## 任务要求
返回下方讲操作系统如何工作的文字中，从“void __init my_start_kernel(void)”起一直到“for(i=1;i<MAX_TASK_NUM;i++)”止的全部内容，一字不改。

## 文本摘录
☆ ☆ ☆ ☆
操作系统是如何工作的

除了存储程序计算机和函数调用堆栈机制,还有一个非常基础的概念就是中断,这三个关键性的方法机制可以称作计算机的三个法宝:程序存储计算机、函数调用、中断

堆栈的作用:记录函数调用框架、传递函数参数、保存返回值地址、提供函数内部局部便量的存储空间。

堆栈相关的寄存器 ESP:堆栈指针,指向堆栈栈顶 EBP:基址指针,指向堆栈栈底

堆栈操作:push pop

实验过程

依次输入
cd ~/LinuxKernel/linux-3.9.4

$ rm -rf mykernel

$ patch -p1 < ../mykernel_for_linux3.9.4sc.patch

$ make allnoconfig

$ make

$ qemu -kernel arch/x86/boot/bzImage


可以看到内核启动效果
mymain.c可以每100000次输出一次my start kernel here ,周期性地产生时钟中断信号,同时执行myinterrupt.c中的代码 。

然后按实验要求修改代码如下所示
mypcb.h:
#define MAX_TASK_NUM 4
#define KERNEL_STACK_SIZE 1024*8

/* CPU-specific state of this task */
struct Thread {
unsigned long       ip;
unsigned long       sp;
};

typedef struct PCB{
int pid;
volatile long state;    /* -1 unrunnable, 0 runnable, >0 stopped */
char stack[KERNEL_STACK_SIZE];
/* CPU-specific state of this task */
struct Thread thread;
unsigned long   task_entry;
struct PCB *next;
}tPCB;

void my_schedule(void);   

mymain.c:
#include <linux/types.h>
#include <linux/string.h>
#include <linux/ctype.h>
#include <linux/tty.h>
#include <linux/vmalloc.h>

#include "mypcb.h"

tPCB task[MAX_TASK_NUM];
tPCB * my_current_task = NULL;
volatile int my_need_sched = 0;

void my_process(void);


void __init my_start_kernel(void)
{
int pid = 0;
int i;
/* Initialize process 0*/
task[pid].pid = pid;
task[pid].state = 0;/* -1 unrunnable, 0 runnable, >0 stopped */
task[pid].task_entry = task[pid].thread.ip = (unsigned long)my_process;
task[pid].thread.sp = (unsigned long)&task[pid].stack[KERNEL_STACK_SIZE-1];
task[pid].next = &task[pid];
/*fork more process */
for(i=1;i<MAX_TASK_NUM;i++)
☆ ☆ ☆ ☆
## 记录行
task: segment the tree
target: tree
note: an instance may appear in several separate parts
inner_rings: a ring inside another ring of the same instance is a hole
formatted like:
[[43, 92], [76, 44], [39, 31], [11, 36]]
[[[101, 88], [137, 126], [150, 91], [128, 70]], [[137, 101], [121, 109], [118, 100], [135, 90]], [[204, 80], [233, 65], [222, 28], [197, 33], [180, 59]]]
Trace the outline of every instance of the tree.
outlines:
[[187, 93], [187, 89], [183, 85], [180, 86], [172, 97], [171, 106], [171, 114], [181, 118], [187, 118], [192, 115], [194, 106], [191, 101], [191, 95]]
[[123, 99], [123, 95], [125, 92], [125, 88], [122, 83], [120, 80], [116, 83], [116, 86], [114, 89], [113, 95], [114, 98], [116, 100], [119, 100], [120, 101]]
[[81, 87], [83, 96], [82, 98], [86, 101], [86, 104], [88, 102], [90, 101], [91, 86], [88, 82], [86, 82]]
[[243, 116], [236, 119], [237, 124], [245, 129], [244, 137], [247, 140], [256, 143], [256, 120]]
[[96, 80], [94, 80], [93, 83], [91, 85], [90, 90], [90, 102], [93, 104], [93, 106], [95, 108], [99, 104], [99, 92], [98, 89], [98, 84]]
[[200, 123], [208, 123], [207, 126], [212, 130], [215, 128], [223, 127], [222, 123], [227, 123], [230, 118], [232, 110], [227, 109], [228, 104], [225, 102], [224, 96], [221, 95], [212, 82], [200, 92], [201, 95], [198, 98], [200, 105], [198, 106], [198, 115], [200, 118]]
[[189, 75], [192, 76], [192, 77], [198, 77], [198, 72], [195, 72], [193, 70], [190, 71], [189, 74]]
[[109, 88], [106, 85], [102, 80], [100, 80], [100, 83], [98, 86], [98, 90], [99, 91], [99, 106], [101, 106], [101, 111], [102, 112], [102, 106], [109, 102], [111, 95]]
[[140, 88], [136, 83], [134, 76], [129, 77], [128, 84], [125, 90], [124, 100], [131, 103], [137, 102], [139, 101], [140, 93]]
☆ ☆ ☆ ☆
## 结果如下
void __init my_start_kernel(void)
{
int pid = 0;
int i;
/* Initialize process 0*/
task[pid].pid = pid;
task[pid].state = 0;/* -1 unrunnable, 0 runnable, >0 stopped */
task[pid].task_entry = task[pid].thread.ip = (unsigned long)my_process;
task[pid].thread.sp = (unsigned long)&task[pid].stack[KERNEL_STACK_SIZE-1];
task[pid].next = &task[pid];
/*fork more process */
for(i=1;i<MAX_TASK_NUM;i++)